**Page extract:**
►

Pennsylvania Electricity Market

Posted by Joel Gehman on Feb 9th, 2010

With my dissertation on the horizon, over the past few months I’ve been exploring a variety of possible research settings. One idea I have considered involves studying the Pennsylvania Electricity Market as an in vivo cultural-economic-political experiment (ala Michel Callon and colleagues). At the risk of simplifying a relatively complex situation, three major pieces of state legislation have recently collided: deregulation, renewable portfolio standards, and consumption management. At the same time, the EPA is imposing new emissions reporting requirements on utility companies. All of this has generated a number of controversies, many of them entangled with issues related to sustainability, accounting and temporality — all themes I am hoping to explore in my dissertation.

◄

**Requirement 1:**
According to the post on the Pennsylvania electricity market, which three pieces of state legislation have recently collided?
**Requirement 2:**
In the post on the Pennsylvania electricity market, why does the writer see the market as a possible dissertation setting?
**Requirement 3:**
Write the next paragraph of the post on the Pennsylvania electricity market, picking up after its final sentence.
The data that comes next is from a separate source and is unrelated to the post.

**Source excerpt:**
►

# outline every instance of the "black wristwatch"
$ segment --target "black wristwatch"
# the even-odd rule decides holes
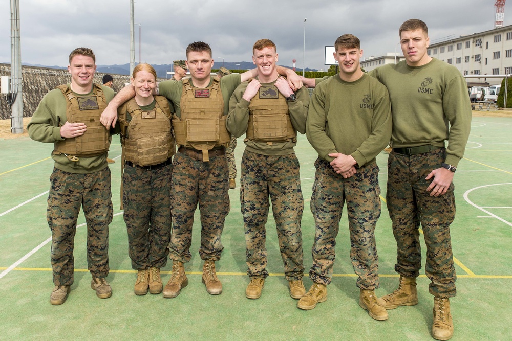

◄

**Written reply 1:**
Deregulation, renewable portfolio standards, and consumption management.

**Written reply 2:**
The collision of state legislation and new EPA emissions reporting rules has produced many controversies. Many of these are entangled with sustainability, accounting, and temporality, which are the themes the writer hopes to explore in the dissertation.

**Written reply 3:**
1. Deregulation started in 1996 with the passage of the Electricity Generation Customer Choice and Competition Act. By January 1, 2001 all Pennsylvanians – theoretically – had the freedom to select their electric generation suppliers (“EGSs”). However, at the same time, the Act permitted the electricity distribution companies (“EDCs”) to recover their “stranded costs,” meaning “investments in infrastructure made before the law was passed that may have become uneconomic and unrecoverable in a competitive environment” (source). In exchange for the right to recover these stranded costs, electricity rates were capped. These caps expired in phases, with the last of the caps set to expire on January 1, 2011. Thus, despite some 14 years of “competition,” there is little to no retail competition in most regions of the state. However, PPL’s rate caps expired Jan 1, 2010, with bills expected to rise 30%. Early evidence suggests PPL customers are switching en masse, with 16.9% of residential, 23.3% of commercial and 68.6% of industrial customers having switched by January 16 (source). As one result, there is an unfolding debate over whether or not deregulation works.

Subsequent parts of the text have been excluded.